Copy each line below in which the word "fabric" occurs.

GIVEN RECORDS Block Start

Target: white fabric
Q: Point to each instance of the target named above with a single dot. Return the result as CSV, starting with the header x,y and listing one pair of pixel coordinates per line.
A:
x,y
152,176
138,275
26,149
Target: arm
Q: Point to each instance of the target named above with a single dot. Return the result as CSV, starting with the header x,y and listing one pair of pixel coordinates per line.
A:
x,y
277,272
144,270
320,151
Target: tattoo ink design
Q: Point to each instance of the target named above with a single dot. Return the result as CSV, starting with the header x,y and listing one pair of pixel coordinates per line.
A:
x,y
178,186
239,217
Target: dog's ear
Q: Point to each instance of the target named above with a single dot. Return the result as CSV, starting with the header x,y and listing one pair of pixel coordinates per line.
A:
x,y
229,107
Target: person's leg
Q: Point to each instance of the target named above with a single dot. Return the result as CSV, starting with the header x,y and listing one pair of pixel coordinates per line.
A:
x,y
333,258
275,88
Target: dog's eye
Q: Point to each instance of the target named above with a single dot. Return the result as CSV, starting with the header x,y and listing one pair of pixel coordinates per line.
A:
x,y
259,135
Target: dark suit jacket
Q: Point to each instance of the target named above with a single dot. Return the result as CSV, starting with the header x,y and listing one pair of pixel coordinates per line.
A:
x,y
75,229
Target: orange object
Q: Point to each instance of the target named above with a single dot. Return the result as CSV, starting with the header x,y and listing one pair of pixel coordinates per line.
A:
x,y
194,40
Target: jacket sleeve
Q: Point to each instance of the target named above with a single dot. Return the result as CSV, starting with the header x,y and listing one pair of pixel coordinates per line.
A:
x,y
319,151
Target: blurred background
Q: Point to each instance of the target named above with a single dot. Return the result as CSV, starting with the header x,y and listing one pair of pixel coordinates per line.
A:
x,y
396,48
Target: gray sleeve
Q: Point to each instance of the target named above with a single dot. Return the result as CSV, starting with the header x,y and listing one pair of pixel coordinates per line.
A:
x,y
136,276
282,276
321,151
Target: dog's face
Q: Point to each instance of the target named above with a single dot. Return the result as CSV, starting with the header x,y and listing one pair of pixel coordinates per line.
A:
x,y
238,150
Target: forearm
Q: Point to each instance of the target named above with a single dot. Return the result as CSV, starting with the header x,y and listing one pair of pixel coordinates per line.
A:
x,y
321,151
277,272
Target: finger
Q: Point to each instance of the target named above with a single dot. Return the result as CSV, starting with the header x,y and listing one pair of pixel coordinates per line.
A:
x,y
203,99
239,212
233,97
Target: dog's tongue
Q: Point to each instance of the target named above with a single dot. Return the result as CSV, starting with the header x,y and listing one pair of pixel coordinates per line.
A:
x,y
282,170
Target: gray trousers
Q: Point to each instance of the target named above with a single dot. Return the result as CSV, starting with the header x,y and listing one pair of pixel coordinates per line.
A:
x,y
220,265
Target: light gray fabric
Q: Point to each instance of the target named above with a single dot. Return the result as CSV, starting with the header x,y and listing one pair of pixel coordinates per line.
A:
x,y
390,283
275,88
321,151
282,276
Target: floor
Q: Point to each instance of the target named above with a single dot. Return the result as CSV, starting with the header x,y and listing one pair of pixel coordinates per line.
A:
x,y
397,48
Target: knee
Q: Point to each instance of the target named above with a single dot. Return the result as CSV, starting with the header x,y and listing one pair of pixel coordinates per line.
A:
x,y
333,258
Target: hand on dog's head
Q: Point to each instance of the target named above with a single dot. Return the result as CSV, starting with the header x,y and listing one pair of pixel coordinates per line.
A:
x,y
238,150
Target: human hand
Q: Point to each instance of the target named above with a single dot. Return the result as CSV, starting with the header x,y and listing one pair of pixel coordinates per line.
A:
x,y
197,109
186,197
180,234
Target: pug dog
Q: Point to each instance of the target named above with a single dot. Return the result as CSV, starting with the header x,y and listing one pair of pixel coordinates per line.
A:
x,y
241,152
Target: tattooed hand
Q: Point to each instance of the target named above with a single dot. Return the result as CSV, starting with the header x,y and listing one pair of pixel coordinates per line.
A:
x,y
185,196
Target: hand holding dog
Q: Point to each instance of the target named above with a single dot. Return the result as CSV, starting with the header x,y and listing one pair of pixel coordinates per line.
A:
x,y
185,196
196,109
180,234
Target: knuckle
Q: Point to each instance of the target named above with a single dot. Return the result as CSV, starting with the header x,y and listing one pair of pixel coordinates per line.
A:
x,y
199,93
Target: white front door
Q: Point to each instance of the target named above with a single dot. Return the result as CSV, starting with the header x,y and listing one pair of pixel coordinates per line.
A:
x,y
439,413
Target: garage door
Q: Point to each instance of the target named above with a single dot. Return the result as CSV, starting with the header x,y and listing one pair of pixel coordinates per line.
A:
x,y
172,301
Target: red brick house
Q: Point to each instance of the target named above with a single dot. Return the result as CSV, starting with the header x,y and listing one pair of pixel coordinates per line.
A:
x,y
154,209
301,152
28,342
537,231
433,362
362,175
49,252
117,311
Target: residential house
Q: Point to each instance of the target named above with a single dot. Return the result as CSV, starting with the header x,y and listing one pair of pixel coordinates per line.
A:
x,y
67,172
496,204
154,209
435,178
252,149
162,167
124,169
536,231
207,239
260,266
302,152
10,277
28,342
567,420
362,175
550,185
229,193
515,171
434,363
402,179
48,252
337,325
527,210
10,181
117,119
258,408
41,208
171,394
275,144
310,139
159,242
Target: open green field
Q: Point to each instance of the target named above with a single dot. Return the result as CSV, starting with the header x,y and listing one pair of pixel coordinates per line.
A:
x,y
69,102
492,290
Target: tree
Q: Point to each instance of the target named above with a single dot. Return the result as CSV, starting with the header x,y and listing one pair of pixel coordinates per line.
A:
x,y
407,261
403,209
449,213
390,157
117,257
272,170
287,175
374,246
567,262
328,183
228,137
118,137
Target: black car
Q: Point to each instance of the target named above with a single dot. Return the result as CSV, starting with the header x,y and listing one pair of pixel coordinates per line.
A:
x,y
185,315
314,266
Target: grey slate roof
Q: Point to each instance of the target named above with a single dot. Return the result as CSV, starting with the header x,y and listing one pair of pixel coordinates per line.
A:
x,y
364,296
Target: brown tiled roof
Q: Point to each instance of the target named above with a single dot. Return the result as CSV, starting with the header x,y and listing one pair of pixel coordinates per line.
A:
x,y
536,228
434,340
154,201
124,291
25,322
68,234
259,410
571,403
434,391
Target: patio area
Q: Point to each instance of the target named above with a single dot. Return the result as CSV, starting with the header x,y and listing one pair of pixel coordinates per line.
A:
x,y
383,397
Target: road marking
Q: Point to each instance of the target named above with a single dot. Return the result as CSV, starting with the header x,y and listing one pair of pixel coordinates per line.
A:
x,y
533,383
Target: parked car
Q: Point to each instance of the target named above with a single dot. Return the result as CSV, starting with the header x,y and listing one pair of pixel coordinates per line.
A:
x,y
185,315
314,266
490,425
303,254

GIVEN RECORDS Block End

— ANSWER SECTION —
Target: white fabric
Target: light gray fabric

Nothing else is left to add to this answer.